# Given entries start

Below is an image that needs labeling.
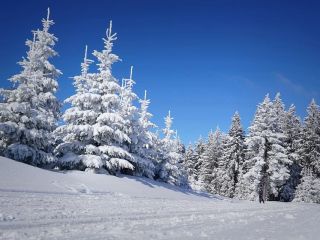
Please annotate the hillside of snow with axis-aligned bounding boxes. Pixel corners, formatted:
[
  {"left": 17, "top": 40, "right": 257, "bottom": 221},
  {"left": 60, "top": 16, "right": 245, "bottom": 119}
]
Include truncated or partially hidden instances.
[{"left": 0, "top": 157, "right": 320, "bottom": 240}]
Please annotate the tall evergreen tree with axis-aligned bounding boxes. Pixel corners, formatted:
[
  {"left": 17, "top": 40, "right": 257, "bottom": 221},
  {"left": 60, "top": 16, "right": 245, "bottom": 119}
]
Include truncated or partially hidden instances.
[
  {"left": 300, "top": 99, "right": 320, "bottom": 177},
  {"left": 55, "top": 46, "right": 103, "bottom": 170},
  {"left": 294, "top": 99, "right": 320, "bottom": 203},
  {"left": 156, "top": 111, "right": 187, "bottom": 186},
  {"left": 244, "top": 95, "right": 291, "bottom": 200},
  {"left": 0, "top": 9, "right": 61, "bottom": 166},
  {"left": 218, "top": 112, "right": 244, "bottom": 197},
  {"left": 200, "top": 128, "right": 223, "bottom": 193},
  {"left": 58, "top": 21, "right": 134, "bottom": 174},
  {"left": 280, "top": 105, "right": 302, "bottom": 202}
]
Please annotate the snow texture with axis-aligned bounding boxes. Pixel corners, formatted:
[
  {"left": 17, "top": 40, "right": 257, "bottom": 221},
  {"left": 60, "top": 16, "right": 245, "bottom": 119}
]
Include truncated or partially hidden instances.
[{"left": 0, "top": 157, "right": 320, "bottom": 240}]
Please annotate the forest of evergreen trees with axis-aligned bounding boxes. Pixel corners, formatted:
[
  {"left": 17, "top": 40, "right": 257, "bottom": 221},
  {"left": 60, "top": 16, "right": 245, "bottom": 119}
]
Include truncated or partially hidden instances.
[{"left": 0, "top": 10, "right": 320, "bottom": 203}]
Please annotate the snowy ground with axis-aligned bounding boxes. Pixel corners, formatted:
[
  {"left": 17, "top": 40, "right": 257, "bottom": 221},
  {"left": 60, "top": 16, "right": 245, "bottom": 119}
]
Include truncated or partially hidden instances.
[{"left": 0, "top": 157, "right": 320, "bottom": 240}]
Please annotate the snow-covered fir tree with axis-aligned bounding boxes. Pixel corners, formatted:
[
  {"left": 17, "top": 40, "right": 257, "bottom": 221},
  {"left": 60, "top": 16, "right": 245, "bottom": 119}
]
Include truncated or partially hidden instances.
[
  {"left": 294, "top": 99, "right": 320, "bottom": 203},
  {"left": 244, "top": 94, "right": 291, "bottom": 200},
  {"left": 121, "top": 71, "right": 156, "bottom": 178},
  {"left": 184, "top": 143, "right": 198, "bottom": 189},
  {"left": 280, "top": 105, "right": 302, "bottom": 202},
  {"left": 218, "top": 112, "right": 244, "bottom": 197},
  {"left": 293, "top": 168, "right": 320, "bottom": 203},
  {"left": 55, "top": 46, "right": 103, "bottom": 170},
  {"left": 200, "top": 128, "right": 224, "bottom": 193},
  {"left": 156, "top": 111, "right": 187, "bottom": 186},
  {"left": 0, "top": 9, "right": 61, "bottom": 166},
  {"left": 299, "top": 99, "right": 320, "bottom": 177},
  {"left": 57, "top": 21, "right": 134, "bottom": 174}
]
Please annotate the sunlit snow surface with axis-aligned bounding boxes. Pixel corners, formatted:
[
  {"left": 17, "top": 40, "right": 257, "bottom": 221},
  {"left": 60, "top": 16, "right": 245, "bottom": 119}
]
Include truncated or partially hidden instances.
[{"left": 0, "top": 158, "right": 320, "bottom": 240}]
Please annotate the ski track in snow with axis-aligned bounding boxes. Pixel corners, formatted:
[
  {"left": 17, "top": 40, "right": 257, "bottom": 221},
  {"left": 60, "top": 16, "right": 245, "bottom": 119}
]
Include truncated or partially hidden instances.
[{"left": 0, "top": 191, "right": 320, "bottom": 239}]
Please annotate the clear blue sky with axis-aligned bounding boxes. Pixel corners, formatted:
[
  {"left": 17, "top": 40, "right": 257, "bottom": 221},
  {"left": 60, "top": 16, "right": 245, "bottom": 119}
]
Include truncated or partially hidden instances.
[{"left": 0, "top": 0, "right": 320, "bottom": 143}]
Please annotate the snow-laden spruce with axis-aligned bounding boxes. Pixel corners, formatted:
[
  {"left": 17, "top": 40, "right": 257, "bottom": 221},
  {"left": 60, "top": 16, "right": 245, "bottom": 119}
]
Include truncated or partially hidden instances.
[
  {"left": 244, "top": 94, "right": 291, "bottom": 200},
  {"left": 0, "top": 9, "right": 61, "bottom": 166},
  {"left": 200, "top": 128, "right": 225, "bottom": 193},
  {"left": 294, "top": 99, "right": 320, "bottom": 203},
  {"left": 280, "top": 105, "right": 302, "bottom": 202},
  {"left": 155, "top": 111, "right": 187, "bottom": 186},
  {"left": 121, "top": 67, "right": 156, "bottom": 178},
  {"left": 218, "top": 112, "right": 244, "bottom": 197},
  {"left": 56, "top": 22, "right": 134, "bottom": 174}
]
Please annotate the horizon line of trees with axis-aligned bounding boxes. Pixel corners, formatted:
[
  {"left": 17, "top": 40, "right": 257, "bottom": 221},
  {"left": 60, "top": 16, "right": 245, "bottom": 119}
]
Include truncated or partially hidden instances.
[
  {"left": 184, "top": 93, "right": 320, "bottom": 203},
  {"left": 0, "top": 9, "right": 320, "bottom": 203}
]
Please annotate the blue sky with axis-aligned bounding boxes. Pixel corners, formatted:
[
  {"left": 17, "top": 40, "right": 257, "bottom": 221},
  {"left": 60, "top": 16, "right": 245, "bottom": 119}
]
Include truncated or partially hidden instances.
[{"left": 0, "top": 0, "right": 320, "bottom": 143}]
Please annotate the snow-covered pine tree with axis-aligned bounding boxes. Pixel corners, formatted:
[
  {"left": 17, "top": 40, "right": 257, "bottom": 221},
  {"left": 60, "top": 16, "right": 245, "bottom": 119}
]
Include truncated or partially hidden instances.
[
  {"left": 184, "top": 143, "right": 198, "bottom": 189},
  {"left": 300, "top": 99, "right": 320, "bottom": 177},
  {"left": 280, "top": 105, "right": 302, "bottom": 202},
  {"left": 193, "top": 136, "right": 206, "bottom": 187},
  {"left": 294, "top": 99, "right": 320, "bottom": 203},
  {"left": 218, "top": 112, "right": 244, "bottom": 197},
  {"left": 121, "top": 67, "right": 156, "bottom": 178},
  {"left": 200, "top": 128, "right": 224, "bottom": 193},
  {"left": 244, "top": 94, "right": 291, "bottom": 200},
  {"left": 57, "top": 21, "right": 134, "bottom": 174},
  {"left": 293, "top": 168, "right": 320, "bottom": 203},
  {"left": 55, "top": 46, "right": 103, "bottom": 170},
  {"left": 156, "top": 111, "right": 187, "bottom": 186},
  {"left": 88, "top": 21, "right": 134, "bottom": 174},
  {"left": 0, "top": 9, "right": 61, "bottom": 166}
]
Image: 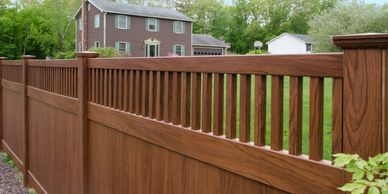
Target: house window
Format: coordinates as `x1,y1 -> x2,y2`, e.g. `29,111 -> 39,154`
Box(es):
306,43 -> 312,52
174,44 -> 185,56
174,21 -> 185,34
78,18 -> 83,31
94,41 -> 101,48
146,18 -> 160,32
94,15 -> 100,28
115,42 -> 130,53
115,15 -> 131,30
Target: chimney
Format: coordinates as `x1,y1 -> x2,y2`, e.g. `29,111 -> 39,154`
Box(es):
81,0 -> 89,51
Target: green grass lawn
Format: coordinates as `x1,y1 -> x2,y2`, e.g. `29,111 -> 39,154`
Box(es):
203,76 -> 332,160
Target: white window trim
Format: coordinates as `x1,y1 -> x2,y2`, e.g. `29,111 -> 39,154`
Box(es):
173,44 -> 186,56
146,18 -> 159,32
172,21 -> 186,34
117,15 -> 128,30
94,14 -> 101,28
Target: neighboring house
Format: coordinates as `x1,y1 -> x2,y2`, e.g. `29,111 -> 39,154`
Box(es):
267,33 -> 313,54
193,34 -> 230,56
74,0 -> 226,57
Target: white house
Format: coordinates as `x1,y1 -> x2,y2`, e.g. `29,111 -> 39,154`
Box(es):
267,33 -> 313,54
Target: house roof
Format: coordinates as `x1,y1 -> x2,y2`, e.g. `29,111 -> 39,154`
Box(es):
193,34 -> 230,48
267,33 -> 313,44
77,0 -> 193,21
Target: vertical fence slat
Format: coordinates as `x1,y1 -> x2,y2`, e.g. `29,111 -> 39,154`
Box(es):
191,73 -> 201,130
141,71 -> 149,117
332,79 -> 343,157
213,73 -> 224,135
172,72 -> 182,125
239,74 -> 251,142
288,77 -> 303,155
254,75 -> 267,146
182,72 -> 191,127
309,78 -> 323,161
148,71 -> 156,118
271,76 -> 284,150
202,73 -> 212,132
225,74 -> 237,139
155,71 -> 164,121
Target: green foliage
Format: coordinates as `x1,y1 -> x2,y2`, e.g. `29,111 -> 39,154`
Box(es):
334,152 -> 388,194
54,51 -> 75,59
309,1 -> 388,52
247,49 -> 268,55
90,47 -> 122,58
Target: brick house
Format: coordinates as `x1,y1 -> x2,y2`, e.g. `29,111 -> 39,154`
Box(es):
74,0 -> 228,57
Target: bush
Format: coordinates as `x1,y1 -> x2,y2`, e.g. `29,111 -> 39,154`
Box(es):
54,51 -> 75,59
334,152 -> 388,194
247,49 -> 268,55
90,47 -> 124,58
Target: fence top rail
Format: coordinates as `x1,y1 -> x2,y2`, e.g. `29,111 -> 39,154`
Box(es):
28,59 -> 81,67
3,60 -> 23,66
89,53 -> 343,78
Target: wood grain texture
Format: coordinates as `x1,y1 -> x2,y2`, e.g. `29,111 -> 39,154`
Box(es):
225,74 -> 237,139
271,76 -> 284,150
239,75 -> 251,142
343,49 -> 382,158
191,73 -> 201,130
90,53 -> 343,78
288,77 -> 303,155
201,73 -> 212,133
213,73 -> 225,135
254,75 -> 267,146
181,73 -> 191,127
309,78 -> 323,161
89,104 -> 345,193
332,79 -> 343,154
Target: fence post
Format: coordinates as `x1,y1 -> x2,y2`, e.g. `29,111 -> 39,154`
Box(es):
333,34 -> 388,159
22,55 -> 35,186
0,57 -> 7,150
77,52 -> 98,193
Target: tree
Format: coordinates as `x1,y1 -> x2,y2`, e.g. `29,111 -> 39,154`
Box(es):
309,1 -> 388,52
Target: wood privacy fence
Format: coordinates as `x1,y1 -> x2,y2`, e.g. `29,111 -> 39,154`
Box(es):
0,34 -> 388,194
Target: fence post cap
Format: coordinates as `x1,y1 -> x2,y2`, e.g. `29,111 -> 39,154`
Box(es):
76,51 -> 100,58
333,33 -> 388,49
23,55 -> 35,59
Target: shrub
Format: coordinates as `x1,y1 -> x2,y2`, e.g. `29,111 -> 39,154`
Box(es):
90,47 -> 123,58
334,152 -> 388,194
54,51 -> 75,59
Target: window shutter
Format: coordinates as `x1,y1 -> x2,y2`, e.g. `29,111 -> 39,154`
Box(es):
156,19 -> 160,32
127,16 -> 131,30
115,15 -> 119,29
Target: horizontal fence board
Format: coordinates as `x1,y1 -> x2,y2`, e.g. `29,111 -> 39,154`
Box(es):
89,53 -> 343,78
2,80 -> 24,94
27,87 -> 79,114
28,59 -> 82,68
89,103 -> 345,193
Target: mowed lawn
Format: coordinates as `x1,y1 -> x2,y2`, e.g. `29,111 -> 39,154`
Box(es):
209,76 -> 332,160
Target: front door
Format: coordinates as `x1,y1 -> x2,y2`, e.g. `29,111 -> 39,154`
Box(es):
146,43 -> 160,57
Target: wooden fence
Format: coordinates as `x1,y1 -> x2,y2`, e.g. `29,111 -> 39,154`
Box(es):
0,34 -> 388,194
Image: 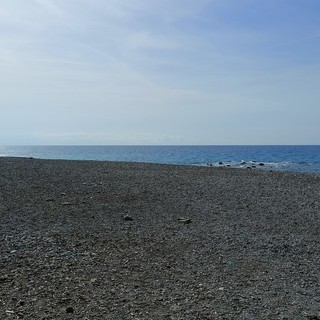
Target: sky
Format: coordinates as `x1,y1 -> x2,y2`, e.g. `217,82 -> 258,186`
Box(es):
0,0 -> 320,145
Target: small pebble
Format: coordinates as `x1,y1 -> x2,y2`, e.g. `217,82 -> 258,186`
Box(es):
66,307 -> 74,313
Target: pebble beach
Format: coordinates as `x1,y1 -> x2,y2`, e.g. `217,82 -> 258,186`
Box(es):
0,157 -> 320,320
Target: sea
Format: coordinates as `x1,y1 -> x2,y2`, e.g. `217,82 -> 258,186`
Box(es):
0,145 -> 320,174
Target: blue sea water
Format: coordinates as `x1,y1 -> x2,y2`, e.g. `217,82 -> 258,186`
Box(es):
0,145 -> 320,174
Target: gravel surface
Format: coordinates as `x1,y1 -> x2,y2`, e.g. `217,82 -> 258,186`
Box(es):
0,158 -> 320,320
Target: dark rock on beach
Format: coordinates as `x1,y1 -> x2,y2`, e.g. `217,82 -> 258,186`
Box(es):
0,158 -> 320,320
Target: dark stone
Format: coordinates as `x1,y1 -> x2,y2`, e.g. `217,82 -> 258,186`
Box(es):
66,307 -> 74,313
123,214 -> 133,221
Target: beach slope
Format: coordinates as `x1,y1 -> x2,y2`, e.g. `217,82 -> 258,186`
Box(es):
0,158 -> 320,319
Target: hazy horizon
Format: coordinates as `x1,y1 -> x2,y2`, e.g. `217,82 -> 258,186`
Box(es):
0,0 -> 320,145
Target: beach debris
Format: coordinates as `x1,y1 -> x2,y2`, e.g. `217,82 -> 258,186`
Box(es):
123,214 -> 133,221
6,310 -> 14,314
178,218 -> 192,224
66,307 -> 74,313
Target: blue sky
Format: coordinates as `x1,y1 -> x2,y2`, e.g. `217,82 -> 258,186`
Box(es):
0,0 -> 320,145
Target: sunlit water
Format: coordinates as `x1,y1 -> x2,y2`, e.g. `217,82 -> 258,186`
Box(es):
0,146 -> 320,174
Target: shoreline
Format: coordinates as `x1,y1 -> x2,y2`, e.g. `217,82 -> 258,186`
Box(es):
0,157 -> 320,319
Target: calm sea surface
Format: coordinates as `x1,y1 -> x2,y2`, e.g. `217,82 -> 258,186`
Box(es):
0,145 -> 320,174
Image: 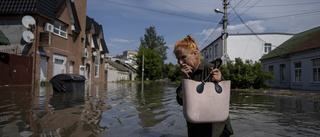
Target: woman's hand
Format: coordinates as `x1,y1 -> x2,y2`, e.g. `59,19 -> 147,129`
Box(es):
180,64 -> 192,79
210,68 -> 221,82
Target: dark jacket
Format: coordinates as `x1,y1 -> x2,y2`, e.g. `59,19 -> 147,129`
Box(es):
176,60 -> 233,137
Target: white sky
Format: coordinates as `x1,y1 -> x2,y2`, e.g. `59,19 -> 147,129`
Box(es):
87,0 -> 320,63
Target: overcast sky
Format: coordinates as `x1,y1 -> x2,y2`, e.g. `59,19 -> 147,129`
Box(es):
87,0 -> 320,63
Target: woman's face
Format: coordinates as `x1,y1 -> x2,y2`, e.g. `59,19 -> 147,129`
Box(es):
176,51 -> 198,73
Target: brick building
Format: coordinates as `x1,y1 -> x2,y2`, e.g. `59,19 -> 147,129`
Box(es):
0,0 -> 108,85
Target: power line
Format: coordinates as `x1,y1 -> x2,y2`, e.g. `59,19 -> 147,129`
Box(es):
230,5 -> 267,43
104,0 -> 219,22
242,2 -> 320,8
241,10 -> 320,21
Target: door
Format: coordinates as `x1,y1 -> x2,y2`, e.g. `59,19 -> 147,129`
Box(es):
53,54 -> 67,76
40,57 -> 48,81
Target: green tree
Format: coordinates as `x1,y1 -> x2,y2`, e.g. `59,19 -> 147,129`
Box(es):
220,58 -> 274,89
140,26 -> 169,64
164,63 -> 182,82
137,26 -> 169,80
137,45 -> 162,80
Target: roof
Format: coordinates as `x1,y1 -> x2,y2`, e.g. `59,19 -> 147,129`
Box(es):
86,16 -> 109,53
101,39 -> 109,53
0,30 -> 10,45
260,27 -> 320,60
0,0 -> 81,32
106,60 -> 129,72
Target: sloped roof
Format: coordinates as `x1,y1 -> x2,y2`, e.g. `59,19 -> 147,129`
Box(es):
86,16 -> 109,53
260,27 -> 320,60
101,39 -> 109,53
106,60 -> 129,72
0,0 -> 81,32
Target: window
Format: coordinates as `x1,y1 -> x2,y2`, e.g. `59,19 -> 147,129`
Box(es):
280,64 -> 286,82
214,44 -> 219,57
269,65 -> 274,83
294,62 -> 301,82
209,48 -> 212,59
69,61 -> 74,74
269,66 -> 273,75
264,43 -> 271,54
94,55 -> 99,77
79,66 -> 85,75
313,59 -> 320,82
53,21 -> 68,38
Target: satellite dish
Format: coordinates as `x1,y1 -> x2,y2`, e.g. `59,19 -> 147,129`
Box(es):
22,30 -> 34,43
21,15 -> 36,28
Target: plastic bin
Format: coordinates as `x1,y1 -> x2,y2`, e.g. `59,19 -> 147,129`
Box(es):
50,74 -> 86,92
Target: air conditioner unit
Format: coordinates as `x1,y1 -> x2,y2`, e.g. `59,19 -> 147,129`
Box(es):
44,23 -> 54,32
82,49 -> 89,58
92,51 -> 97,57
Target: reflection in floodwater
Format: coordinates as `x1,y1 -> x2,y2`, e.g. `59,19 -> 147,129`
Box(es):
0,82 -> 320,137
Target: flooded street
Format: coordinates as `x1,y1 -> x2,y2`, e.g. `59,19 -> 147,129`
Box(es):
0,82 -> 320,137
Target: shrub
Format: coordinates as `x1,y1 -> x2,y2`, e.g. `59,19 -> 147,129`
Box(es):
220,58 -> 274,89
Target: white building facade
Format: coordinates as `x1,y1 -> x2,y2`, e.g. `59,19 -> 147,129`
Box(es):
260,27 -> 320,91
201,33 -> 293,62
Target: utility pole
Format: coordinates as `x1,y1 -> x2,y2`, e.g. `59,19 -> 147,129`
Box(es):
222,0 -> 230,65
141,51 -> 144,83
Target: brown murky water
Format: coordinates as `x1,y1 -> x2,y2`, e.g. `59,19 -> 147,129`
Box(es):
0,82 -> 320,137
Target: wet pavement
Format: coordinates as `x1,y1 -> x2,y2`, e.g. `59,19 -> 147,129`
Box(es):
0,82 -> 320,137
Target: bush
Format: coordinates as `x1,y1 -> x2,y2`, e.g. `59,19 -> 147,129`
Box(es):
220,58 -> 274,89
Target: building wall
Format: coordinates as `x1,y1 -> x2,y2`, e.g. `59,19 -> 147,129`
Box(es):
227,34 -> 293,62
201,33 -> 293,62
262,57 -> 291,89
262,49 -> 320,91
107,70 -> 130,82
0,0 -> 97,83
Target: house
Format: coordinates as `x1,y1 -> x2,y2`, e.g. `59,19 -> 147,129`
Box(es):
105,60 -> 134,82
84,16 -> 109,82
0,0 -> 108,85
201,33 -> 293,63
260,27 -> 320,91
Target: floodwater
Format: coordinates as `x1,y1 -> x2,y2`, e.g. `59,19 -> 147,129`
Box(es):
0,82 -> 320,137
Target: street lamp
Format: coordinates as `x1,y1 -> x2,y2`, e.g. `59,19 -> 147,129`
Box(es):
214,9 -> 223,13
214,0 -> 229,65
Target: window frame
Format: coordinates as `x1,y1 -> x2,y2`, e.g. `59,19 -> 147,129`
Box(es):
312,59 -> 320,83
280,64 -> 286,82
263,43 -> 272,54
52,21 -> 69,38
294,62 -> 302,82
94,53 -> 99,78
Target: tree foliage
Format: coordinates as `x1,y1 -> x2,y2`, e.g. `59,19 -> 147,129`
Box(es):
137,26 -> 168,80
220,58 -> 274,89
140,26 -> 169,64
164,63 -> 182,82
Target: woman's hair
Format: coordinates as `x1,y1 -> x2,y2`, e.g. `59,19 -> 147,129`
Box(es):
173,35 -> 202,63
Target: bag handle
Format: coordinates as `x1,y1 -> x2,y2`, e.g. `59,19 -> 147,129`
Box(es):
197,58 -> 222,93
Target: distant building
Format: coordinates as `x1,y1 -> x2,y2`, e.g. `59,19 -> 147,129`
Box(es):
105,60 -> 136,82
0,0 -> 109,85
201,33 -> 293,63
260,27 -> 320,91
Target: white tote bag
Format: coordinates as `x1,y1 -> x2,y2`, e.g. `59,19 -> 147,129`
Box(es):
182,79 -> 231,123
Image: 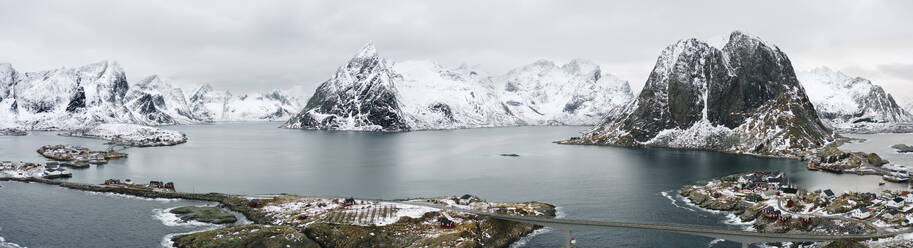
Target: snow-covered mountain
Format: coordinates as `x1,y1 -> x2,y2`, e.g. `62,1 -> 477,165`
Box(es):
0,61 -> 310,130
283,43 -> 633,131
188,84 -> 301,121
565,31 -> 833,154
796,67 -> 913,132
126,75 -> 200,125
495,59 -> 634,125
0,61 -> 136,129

# Given entries end

Written instruction: Rewrite the lines starting with the line containing "Target: utility pole" and going on through the line containing "197,58 -> 222,93", with "Object" in place of every "Target" and all else unchanged.

Complete answer:
Object: utility pole
Format: coordinates as `x1,y1 -> x2,y2`, e.g. `59,19 -> 147,129`
Box(es):
222,0 -> 230,65
141,51 -> 144,83
Object: brown murky water
Format: coordinates as `x1,y1 -> x2,y2`, e.g. `59,19 -> 147,129`
Box(es):
0,82 -> 320,137
Object: wet pavement
Format: coordinates as `x1,y1 -> x2,y2`, e.g. `59,19 -> 147,129`
Box(es):
0,82 -> 320,137
Object: bush
Format: coordinates as `x1,y1 -> x2,y2`, e.g. `59,19 -> 147,129`
Box(es):
220,58 -> 274,89
Object: building wall
Format: coordinates as `x1,y1 -> x2,y2`, e.g. `59,19 -> 147,129`
Box(es):
227,34 -> 293,62
201,33 -> 293,62
262,57 -> 291,89
262,49 -> 320,91
107,70 -> 130,82
0,0 -> 97,83
Object: house
Format: coordinates as `x1,y1 -> x2,y2`, e.g. `59,19 -> 147,129`
Box(es):
105,60 -> 134,82
84,16 -> 109,82
0,0 -> 108,85
201,33 -> 293,63
260,27 -> 320,91
Object: floodwater
Format: coordinates as `x1,y1 -> x2,y2`, e.g. `59,19 -> 147,129`
Box(es):
0,82 -> 320,137
Object: street lamp
Format: coordinates as `x1,y1 -> x2,y2`, e.g. `59,19 -> 147,129`
Box(es):
214,9 -> 223,13
214,0 -> 229,65
Object: window frame
Format: coordinates as `x1,y1 -> x2,y2`, e.g. `59,19 -> 147,129`
Box(es):
312,59 -> 320,83
280,64 -> 286,82
263,43 -> 272,54
52,21 -> 69,38
294,62 -> 302,82
94,53 -> 99,78
Object: tree foliage
Format: coordinates as `x1,y1 -> x2,y2`, e.g. `59,19 -> 147,129`
Box(es):
137,26 -> 168,80
220,58 -> 274,89
140,26 -> 169,64
164,63 -> 182,82
Object: woman's hair
Format: coordinates as `x1,y1 -> x2,y2`, e.g. `59,19 -> 147,129`
Box(es):
173,35 -> 202,63
Object: bag handle
Format: coordinates as `x1,y1 -> x2,y2`, e.g. `59,19 -> 147,129`
Box(es):
197,58 -> 222,93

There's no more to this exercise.